===== Records for this exercise

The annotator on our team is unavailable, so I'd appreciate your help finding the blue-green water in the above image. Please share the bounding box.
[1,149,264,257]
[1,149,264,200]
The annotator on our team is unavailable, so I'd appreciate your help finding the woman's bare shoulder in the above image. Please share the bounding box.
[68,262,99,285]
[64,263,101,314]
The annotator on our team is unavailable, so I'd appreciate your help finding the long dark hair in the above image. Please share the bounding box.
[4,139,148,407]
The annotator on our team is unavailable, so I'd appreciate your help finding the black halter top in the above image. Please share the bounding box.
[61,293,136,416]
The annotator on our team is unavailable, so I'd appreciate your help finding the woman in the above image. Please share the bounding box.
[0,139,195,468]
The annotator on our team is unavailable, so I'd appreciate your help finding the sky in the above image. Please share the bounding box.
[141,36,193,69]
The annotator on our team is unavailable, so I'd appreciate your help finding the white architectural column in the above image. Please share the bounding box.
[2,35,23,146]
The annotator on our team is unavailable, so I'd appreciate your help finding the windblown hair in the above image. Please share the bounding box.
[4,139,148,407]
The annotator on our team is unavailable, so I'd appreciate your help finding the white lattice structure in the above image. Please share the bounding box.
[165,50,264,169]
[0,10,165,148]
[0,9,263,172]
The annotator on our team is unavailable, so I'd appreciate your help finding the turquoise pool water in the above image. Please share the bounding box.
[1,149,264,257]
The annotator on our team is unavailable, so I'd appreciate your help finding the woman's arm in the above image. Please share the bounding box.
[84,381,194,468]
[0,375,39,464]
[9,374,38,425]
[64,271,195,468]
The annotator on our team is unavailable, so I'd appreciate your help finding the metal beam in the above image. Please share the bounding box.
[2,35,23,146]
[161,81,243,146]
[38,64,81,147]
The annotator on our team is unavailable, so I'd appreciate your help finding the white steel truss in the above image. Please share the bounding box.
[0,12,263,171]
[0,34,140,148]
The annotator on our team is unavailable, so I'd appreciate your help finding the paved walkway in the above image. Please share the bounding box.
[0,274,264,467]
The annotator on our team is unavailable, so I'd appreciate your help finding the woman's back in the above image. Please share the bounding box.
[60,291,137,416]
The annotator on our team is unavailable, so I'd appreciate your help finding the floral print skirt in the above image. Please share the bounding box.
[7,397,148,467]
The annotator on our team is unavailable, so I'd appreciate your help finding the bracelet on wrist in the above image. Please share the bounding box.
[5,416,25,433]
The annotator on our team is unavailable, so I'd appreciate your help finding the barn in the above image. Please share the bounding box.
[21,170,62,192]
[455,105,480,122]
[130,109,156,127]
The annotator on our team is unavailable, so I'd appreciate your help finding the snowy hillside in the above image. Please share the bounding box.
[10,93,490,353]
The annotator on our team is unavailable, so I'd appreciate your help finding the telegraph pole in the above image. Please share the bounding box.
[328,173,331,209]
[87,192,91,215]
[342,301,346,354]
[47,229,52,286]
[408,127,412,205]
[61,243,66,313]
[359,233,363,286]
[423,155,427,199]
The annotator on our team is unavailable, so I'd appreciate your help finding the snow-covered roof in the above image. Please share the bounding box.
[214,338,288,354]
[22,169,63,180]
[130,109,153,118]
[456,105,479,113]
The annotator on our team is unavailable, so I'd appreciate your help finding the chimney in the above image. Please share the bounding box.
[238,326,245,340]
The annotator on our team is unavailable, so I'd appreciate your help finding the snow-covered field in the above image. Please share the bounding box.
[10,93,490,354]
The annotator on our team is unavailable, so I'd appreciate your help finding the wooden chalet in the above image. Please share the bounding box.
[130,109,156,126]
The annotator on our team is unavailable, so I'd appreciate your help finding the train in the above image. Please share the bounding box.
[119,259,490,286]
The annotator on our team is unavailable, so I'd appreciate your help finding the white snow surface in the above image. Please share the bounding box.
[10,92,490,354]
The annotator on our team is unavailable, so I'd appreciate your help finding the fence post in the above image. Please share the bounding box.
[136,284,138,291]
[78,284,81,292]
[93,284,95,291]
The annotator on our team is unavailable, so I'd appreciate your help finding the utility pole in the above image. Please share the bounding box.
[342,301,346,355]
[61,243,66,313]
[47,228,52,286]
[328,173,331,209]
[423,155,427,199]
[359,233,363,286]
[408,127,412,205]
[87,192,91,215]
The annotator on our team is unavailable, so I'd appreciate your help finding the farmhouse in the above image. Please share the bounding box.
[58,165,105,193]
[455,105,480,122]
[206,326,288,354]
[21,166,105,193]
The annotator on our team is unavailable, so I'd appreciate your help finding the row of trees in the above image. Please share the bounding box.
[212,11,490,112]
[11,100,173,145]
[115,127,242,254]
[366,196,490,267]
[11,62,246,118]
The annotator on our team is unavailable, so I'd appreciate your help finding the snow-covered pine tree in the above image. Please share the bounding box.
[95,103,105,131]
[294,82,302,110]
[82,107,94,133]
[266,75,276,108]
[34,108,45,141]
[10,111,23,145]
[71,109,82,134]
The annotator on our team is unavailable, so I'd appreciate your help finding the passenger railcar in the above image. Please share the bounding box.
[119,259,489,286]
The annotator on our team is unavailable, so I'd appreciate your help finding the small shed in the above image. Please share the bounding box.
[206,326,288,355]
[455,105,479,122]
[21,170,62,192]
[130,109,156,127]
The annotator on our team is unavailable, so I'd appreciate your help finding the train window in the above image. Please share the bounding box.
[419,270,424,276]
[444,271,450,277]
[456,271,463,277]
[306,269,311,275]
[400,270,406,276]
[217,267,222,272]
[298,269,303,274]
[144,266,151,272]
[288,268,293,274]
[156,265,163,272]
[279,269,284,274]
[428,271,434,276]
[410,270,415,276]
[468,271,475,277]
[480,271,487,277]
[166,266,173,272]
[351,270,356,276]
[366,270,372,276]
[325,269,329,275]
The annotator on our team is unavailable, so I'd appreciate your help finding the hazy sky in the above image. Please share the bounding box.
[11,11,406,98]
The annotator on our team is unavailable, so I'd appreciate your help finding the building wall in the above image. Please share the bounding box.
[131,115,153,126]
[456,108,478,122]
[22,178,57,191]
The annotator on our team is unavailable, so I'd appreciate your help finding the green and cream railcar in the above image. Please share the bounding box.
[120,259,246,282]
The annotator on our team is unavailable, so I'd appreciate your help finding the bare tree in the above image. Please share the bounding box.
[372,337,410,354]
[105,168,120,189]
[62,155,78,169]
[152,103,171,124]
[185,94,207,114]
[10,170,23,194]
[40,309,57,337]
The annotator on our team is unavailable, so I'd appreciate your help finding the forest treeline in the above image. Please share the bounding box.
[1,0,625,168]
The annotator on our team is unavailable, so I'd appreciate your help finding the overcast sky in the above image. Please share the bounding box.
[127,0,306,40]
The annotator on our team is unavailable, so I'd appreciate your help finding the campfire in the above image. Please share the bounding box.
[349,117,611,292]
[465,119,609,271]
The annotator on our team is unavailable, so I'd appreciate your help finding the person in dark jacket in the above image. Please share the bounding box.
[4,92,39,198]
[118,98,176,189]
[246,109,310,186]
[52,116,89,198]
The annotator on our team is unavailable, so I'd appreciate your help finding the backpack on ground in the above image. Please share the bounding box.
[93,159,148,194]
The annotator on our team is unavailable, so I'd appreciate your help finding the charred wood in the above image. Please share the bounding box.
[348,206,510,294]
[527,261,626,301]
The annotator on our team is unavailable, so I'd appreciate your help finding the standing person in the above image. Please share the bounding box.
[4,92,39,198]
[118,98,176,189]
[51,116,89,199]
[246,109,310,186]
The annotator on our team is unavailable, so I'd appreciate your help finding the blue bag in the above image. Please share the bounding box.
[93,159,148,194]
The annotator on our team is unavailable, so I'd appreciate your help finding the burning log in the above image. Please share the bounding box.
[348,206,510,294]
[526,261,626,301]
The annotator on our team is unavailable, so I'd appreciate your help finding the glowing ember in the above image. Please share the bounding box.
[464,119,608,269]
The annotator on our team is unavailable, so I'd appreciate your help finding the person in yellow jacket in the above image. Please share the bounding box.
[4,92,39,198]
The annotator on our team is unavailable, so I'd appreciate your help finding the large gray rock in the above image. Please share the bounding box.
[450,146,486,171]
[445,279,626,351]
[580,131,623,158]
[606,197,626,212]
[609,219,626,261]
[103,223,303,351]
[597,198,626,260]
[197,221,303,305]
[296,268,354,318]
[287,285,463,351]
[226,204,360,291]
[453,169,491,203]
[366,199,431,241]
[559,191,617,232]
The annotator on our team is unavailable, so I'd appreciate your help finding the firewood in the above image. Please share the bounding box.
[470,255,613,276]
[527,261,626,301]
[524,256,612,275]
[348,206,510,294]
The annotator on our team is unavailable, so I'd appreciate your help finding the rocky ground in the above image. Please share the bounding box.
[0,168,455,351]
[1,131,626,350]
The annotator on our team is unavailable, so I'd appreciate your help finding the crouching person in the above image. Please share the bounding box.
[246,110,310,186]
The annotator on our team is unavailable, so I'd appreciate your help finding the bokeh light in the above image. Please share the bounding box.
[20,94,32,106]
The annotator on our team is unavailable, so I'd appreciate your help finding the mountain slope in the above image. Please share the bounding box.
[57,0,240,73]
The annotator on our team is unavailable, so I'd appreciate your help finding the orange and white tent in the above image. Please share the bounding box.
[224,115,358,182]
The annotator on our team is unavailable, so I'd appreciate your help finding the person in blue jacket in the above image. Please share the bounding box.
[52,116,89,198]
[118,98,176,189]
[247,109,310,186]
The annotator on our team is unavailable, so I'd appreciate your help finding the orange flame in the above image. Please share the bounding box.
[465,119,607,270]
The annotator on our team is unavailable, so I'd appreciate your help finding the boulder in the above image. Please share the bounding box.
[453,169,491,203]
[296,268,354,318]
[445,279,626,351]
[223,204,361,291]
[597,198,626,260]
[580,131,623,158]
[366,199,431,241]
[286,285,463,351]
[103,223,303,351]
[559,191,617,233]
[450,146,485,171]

==========

▶ **Required work**: Output exactly the line containing "finding the mountain" together with every line after it, ending at the final line of the entries.

▶ **Your solution**:
The annotator on our team is unavailable, so I'd appreciate your help finding the mountain slope in the above image. Please share the bounding box.
[57,0,240,73]
The annotator on our team is unavailable, so I'd appreciate your help finding the orange and white tent in the above image. Please share the bounding box.
[224,115,358,182]
The annotator on our team is unavailable, so I'd appreciate your help finding the person in blue jacket in the above image. Please share the bounding box.
[52,116,89,198]
[118,98,176,189]
[247,109,310,186]
The annotator on our team is unavailable, so I'd appreciate your help finding the orange flame in the above image. Please share the bounding box.
[465,119,607,270]
The annotator on our team is unavailable, so I'd appreciate your help finding the boulder in the above image. Please share the bounding box.
[453,169,491,203]
[296,268,354,318]
[445,279,626,351]
[223,204,361,291]
[597,198,626,260]
[580,131,623,158]
[366,199,431,241]
[286,285,463,351]
[103,223,303,351]
[559,191,617,233]
[450,146,485,171]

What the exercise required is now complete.